→ **Requirement**
Which lines in the records below contain the word "pink"? Return each of those lines in full, counting a line only when the letters match in case.

+++ Data for processing

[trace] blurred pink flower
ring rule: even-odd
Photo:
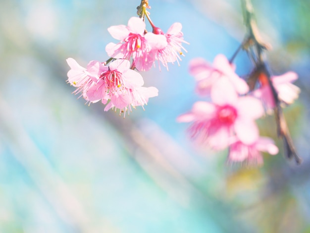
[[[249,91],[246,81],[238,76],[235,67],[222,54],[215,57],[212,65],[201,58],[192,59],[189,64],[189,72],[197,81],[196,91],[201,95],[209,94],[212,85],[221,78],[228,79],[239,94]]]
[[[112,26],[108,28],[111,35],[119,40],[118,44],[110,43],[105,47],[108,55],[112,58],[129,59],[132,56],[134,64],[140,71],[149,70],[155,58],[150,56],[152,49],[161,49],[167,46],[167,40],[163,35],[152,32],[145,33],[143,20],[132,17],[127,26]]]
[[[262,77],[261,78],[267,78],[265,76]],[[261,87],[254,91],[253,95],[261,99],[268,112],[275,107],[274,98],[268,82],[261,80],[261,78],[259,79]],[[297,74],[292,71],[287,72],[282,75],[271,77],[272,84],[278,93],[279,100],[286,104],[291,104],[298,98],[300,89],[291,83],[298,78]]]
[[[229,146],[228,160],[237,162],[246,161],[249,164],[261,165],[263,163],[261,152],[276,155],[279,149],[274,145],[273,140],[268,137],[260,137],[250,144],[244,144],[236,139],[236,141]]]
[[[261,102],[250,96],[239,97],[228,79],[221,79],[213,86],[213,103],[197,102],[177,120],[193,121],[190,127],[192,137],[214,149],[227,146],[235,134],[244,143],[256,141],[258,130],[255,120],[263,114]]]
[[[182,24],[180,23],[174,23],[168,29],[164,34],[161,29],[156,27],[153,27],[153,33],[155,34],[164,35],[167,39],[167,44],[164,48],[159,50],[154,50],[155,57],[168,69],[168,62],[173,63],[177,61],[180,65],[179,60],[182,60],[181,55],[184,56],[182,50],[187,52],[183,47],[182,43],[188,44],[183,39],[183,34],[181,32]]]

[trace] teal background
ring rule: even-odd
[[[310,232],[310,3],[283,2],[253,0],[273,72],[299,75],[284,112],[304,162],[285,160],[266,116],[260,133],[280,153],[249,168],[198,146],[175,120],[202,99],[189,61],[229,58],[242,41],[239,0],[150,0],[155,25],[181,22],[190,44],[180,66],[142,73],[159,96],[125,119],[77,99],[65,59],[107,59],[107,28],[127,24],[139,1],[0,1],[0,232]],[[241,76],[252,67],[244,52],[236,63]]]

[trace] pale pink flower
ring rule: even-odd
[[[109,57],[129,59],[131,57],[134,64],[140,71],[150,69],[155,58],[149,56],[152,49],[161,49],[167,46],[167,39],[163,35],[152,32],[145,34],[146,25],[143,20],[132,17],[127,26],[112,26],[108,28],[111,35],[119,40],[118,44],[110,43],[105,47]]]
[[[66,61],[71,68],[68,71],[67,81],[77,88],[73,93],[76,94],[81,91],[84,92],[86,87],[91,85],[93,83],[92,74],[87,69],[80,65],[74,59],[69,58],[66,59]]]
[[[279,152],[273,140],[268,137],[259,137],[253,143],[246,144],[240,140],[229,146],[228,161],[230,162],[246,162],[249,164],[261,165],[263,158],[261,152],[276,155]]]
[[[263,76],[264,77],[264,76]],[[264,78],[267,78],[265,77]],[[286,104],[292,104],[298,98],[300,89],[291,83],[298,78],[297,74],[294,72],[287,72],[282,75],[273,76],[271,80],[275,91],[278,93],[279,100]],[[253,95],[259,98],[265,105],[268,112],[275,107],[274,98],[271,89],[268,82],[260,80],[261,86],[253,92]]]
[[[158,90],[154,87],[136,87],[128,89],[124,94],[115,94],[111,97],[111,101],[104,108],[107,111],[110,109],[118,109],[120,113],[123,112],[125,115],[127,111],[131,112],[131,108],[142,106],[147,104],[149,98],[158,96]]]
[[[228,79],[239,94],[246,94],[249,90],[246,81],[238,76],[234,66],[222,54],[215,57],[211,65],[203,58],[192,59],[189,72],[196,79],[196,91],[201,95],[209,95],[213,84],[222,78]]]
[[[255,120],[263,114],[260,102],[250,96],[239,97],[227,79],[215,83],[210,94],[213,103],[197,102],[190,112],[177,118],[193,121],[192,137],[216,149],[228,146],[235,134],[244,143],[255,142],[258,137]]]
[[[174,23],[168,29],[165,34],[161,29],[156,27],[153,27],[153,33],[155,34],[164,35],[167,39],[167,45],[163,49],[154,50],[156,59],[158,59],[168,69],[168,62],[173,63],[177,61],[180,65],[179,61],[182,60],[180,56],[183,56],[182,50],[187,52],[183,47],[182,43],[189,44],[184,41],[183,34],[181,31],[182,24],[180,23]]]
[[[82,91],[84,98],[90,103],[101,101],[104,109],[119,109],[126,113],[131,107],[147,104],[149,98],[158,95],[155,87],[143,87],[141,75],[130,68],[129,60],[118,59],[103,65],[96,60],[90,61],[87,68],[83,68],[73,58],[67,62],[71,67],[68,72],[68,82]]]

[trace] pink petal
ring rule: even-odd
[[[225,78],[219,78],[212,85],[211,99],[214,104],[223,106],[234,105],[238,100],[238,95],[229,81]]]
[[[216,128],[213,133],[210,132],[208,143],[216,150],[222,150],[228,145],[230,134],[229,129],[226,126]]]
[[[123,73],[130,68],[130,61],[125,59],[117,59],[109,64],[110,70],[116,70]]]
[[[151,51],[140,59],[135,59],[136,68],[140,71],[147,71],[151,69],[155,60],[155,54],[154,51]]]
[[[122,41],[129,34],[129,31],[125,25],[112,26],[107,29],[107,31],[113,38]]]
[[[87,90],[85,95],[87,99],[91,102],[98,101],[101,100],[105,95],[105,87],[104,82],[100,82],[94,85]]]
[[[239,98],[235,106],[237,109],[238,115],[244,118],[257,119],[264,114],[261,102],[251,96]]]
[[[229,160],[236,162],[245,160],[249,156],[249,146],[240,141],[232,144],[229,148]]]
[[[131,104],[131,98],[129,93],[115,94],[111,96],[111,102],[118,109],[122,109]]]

++++++

→ **Result of this exercise**
[trace] blurred pink flower
[trace] pale pink flower
[trace] pink petal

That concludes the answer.